▸ **Document section**
# One for the Lemond fans here



## Coolhand (Jul 28, 2002)

Story up on Bicycling's website you might enjoy:

http://www.bicycling.com/article/0,6610,s1-3-9-20350-1,00.html


----------



## gegarrenton (Jul 10, 2009)

Awesome. I still have a soft spot for the dude, even with all his issues.


----------



## Coolhand (Jul 28, 2002)

Coolhand said:


> Story up on Bicycling's website you might enjoy:
> 
> http://www.bicycling.com/article/0,6610,s1-3-9-20350-1,00.html


It is very well written IMHO.


----------



## Spunout (Aug 12, 2002)

Heavy stuff.

But from the first few pages: Greg Lemond did it all, first.


----------



## Guest (Jul 31, 2009)

good read, thanks for posting the link


----------



## JohnHemlock (Jul 15, 2006)

I didn't think much of that one. I was interested in LeMond, not in the shitsville personal life of some hack freelancer.


----------



## SilasCL (Jun 14, 2004)

Ugh, way too depressing...


----------



## Comer (Jan 13, 2009)

Lemond, is still one of my favorites.


----------



## JaeP (Mar 12, 2002)

Whoa! I just finished "Heft on Wheels". It left me with a nice warm fuzzy about the guy. Now . . . oh, boy.


----------



## EverydayRide (Sep 12, 2008)

Good Read


----------



## CARBON110 (Apr 17, 2002)

that was 10 pages of melancholy 

interesting insight about Lemond. Always nice to hear a person's experience and exposure to people we read about

the rest of his personal blight reminds me of America today; out of control, no sense of personal responsibility, reckless, acting on total impulse, finding solace in inane temptations while convincing itself everything will work out just fine but ending up something else altogether


----------



## light_monkey (Apr 27, 2005)

*good read*



Coolhand said:


> Story up on Bicycling's website you might enjoy:
> 
> http://www.bicycling.com/article/0,6610,s1-3-9-20350-1,00.html


Thanks for the good read. As someone else mentioned, I have a soft spot for Greg as well.


----------



## steve m (Oct 26, 2005)

*Thanks!*

Thanks for the link. Great story. Everyone should read all 10 pages...


----------



## albert owen (Jul 7, 2008)

So the journalist(sic) tells us about all about his sad little life under the guise of writing nothing very interesting about Lemond.
Writers like this are parasites.


----------



## Creakyknees (Sep 21, 2003)




----------



## SilasCL (Jun 14, 2004)

albert owen said:


> So the journalist(sic) tells us about all about his sad little life under the guise of writing nothing very interesting about Lemond.
> Writers like this are parasites.


I don't know if I would use the term parasite...but it was basically a crap article.


----------



## Jim Nazium (Feb 3, 2004)

OMG that was hilarious Creaky!


----------



## Infini (Apr 21, 2003)

There are still Lemond fans?


----------



## Buzzard (Sep 7, 2004)

Infini said:


> There are still Lemond fans?


Careful...he might sue your ass.


----------



## wipeout (Jun 6, 2005)

Infini said:


> There are still Lemond fans?


Yes, there are...

▸ **Job**
Continue the forum thread about the Greg LeMond article, starting after its last reply. The records have nothing to do with the forum thread.

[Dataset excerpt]
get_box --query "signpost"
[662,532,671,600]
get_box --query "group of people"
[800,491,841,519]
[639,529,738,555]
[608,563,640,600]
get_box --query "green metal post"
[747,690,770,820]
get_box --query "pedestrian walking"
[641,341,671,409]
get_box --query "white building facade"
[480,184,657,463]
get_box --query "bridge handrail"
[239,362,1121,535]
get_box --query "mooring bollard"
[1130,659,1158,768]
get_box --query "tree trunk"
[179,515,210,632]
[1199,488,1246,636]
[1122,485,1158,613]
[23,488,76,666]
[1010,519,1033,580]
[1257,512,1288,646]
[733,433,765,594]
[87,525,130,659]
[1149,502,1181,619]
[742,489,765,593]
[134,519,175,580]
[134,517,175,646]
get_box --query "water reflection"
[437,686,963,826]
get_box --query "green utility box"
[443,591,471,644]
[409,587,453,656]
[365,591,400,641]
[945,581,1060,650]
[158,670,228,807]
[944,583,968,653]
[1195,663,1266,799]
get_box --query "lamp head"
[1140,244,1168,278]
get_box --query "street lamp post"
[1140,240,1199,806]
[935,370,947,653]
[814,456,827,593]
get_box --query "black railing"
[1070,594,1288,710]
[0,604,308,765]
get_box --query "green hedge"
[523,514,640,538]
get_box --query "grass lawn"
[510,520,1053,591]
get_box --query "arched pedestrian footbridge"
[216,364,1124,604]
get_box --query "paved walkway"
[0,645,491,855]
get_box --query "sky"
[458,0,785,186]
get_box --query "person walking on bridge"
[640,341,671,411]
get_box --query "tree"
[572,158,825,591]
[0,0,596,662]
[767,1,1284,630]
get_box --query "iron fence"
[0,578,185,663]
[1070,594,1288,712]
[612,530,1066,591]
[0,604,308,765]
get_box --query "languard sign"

▸ **Answer to the exercise**
----------



## albert owen (Jul 7, 2008)

Infini said:


> There are still Lemond fans?


Me for one. He was one of the all time greats and a man of principle.


----------



## Alaska Mike (Sep 28, 2008)

It was more of a postscript to _Heft on Wheels _than a Lemond article, which is why it was an online-only "bonus". I like Mike's writing, but that guy is a complete serial trainwreck. Hopefully he'll learn to keep it together one day.


----------



## kiwisimon (Oct 30, 2002)

Infini said:


> There are still Lemond fans?


Absolutely, GL put cycling on the map in America.


----------



## atpjunkie (Mar 23, 2002)

*I met GL and he was really nice*

the guy runs constantly late because he stops and talks to everybody with a genuine interest. I was a fan as a kid and was no let down as an adult upon finally meeting him.


----------



## spade2you (May 12, 2009)

That article was about Lemond? Only the author could make an awkward story about Lemond even more awkward with himself.


----------



## grrrah (Jul 22, 2005)

albert owen said:


> So the journalist(sic) tells us about all about his sad little life under the guise of writing nothing very interesting about Lemond.
> Writers like this are parasites.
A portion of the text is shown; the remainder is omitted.